▶ _What you are asked to do_
Locate and copy each line in the data that contains the word "photo".

[Extracted data entries]
- Opening Delimiter -
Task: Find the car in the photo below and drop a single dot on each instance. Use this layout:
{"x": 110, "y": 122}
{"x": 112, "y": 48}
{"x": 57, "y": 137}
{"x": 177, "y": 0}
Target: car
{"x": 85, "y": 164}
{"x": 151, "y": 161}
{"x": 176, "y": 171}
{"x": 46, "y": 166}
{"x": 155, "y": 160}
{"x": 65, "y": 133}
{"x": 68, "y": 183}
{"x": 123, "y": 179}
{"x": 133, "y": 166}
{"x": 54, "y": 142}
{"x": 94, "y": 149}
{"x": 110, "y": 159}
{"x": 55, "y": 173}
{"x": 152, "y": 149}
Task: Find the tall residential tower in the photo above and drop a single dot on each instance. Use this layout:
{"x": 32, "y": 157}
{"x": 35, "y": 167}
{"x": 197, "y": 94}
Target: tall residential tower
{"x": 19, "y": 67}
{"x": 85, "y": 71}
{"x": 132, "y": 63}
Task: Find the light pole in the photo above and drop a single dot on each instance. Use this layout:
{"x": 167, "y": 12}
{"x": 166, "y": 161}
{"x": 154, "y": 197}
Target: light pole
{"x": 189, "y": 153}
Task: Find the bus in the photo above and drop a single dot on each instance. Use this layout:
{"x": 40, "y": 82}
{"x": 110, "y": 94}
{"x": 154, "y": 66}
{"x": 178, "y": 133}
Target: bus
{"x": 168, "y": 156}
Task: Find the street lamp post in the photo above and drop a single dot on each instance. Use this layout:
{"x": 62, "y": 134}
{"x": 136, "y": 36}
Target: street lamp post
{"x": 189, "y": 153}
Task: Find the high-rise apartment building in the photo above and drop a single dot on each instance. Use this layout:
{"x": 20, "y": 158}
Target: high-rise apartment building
- Closing Delimiter -
▶ _Response to the exercise_
Task: Find the car in the photo below and drop a single dot on each instance. Use this layout:
Task: Find the tall residential tower in the photo above and drop a single dot on each instance. Use this layout:
Task: Find the light pole in the photo above and drop a single dot on each instance. Use this layout:
Task: Find the bus in the photo above and drop a single dot on each instance. Use this layout:
Task: Find the street lamp post in the photo above and drop a single dot on each instance. Use this layout:
Task: Find the high-rise apartment building in the photo above and drop a single dot on each instance. Use this layout:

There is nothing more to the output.